## TESTO FORNITO:
──────────────────────────────

Se riuscissimo a far percepire questa verità di comunione ai morenti che accompagniamo non ci sarebbe bisogno di alcun annuncio esplicito delle verità cristiane: l’intensità del vissuto testimonierebbe da sola la sua durata per l’eternità. Il nostro sguardo sul morente cesserebbe allora di essere nostro e sarebbe lo sguardo stesso di Dio. A questo siamo chiamati come cristiani, ad amare l’altro fino a saperlo contemplare con gli occhi di Dio, perché questa è l’autentica contemplazione cristiana: guardare l’altro, il mondo intero con gli occhi di Dio. (...)
Ricorderò sempre uno degli ultimi dialoghi che ho avuto con un morente. Quasi volendo conservare una distanza mi disse: “Mi rincresce, ma non posso credere nel tuo Dio”; gli risposi: “lo sono qui per te, perché siamo della stessa carne, e tu non puoi essere un estraneo per me: non lo sei stato in vita, non sarà la morte a renderti tale!”. “Allora, se c’è un Dio non può essere che il tuo..”.

──────────────────────────────

## DATI FORNITI:
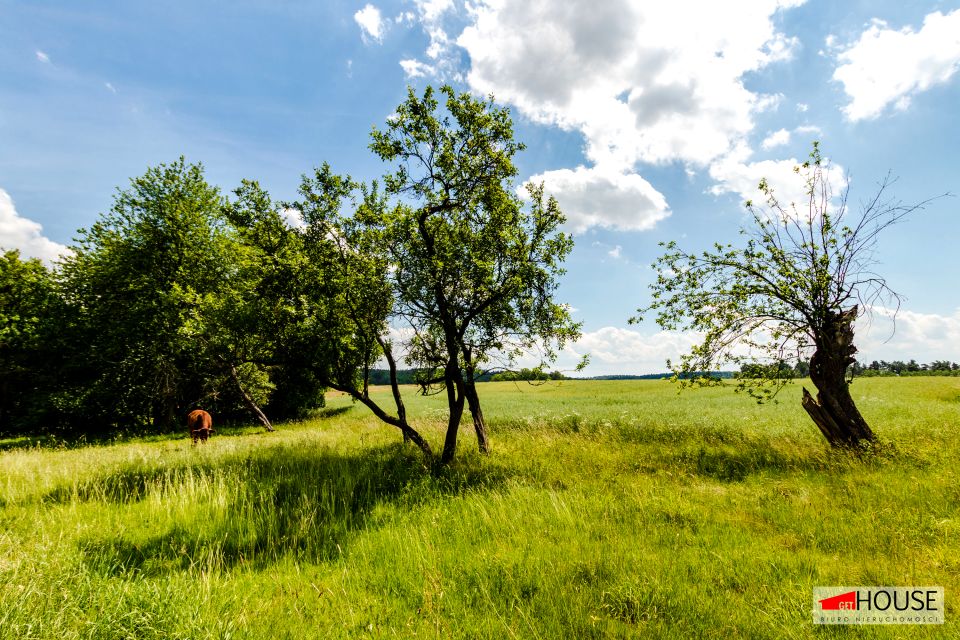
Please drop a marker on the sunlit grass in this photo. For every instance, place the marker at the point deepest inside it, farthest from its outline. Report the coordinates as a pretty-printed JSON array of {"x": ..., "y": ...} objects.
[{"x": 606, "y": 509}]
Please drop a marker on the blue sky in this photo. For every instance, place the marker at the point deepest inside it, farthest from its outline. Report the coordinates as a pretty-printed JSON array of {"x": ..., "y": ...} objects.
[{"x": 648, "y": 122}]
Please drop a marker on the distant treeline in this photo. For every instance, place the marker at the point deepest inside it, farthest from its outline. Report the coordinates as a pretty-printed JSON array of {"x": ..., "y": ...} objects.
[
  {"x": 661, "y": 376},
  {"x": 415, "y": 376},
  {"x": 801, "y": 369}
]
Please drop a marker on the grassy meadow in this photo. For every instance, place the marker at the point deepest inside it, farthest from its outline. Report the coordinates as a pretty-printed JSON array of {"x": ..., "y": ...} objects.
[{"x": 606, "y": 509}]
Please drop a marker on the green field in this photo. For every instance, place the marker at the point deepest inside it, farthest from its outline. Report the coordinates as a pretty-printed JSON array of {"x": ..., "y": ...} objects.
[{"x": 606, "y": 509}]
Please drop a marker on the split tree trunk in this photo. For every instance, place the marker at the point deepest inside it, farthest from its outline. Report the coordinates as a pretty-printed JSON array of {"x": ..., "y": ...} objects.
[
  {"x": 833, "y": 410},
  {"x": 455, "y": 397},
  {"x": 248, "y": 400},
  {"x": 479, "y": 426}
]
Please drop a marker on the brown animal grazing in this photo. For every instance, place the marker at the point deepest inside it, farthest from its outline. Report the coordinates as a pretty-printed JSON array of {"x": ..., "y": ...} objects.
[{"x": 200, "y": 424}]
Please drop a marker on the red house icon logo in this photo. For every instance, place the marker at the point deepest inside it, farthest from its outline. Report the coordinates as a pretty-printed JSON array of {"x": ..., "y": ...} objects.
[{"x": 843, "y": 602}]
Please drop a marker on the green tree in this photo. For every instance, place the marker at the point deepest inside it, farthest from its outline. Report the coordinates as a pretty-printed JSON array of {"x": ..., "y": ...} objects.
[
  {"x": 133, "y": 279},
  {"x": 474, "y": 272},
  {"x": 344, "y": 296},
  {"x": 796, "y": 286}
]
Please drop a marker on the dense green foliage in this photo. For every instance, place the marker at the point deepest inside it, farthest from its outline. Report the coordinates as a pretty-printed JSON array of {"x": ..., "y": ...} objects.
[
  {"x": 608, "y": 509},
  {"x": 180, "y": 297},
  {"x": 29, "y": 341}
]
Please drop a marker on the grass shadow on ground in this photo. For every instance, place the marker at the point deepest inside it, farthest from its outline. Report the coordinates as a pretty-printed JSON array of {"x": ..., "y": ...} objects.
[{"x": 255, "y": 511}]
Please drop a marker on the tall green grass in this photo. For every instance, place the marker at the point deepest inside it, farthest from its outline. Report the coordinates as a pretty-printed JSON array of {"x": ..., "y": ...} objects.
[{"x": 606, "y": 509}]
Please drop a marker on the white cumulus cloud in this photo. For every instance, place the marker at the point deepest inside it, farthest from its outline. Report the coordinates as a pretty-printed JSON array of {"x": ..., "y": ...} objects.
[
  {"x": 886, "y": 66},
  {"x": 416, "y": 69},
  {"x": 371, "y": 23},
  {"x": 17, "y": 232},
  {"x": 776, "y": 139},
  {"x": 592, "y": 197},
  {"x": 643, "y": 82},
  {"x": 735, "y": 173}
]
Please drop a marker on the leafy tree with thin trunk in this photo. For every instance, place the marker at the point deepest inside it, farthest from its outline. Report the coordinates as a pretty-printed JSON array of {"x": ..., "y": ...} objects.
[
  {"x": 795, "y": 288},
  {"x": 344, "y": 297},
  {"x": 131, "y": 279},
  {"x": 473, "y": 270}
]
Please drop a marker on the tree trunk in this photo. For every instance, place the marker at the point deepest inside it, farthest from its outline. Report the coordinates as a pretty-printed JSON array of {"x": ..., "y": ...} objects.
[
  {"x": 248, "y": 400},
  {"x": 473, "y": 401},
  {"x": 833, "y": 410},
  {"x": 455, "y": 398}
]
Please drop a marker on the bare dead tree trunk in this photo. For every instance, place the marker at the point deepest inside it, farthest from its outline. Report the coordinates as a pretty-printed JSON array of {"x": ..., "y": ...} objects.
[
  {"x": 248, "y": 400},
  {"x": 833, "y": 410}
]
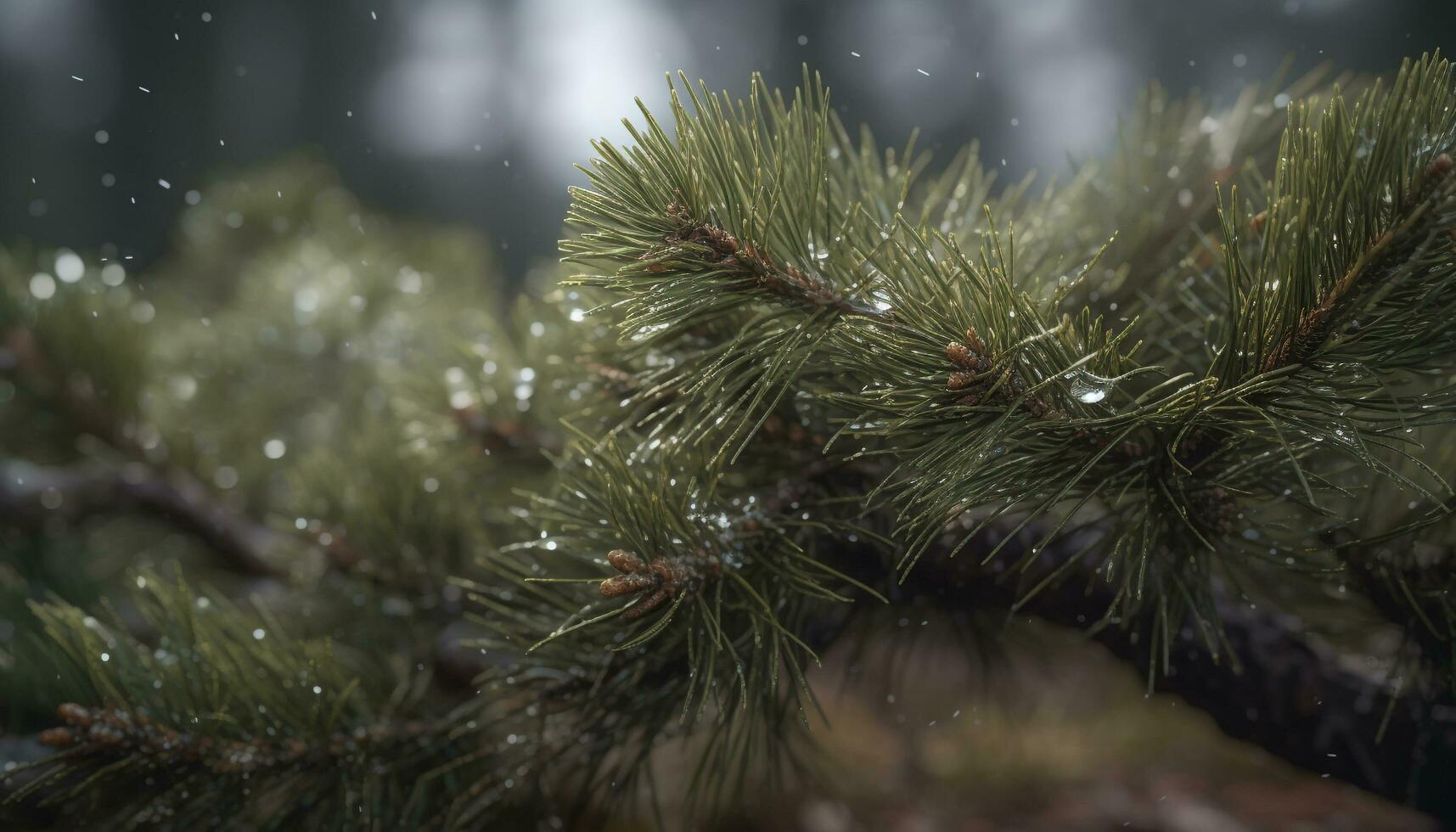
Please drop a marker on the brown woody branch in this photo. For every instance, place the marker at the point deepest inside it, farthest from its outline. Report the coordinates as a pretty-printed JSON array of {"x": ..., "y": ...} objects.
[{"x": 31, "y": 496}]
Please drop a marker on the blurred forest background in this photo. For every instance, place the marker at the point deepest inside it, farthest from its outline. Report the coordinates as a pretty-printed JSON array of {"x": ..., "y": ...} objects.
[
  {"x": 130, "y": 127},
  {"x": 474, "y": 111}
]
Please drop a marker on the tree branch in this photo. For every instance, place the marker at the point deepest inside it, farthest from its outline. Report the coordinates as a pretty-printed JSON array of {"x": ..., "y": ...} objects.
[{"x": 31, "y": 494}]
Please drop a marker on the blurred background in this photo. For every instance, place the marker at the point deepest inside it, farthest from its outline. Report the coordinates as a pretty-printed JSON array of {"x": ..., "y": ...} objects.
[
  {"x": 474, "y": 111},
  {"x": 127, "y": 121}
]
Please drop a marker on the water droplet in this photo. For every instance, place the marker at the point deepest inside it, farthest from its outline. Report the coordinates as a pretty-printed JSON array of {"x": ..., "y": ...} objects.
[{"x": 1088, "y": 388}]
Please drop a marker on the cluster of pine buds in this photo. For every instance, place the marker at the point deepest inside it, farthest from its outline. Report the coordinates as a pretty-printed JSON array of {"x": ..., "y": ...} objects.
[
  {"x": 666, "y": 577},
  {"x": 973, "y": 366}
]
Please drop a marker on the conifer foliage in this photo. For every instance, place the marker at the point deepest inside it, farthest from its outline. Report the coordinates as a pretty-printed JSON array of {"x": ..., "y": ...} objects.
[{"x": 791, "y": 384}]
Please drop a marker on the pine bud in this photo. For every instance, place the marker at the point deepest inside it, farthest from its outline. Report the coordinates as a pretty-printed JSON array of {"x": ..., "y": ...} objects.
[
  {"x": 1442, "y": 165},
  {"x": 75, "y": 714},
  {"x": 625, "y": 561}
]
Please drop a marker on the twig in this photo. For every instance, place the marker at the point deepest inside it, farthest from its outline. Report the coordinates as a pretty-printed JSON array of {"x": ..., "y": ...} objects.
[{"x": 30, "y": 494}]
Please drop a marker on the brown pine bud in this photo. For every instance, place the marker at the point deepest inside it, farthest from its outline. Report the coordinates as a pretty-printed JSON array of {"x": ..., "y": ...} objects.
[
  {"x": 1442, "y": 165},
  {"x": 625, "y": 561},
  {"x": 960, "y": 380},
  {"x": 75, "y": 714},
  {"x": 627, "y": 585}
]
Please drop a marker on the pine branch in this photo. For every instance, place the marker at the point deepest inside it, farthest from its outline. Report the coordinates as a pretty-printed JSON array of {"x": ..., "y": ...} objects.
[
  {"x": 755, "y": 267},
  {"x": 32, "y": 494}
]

──────────────────────────────

## COMPITO A:
Riduci a un elenco puntato il paragrafo del testo che comincia con «Se riuscissimo a far percepire», conservandone i fatti principali.
## COMPITO B:
Trascrivi senza modifiche il tratto del testo che va da "Se riuscissimo a" fino a "di Dio. (...)".
I dati provengono da una fonte diversa dal testo.

## SOLUZIONE A:
- Se i morenti accompagnati percepissero la verità di comunione, non servirebbe alcun annuncio esplicito delle verità cristiane, perché l'intensità del vissuto testimonierebbe da sola la sua durata per l'eternità.
- Lo sguardo sul morente cesserebbe allora di essere nostro e diventerebbe lo sguardo stesso di Dio.
- Come cristiani si è chiamati ad amare l'altro fino a saperlo contemplare con gli occhi di Dio.
- L'autentica contemplazione cristiana consiste nel guardare l'altro e il mondo intero con gli occhi di Dio.

## SOLUZIONE B:
Se riuscissimo a far percepire questa verità di comunione ai morenti che accompagniamo non ci sarebbe bisogno di alcun annuncio esplicito delle verità cristiane: l’intensità del vissuto testimonierebbe da sola la sua durata per l’eternità. Il nostro sguardo sul morente cesserebbe allora di essere nostro e sarebbe lo sguardo stesso di Dio. A questo siamo chiamati come cristiani, ad amare l’altro fino a saperlo contemplare con gli occhi di Dio, perché questa è l’autentica contemplazione cristiana: guardare l’altro, il mondo intero con gli occhi di Dio. (...)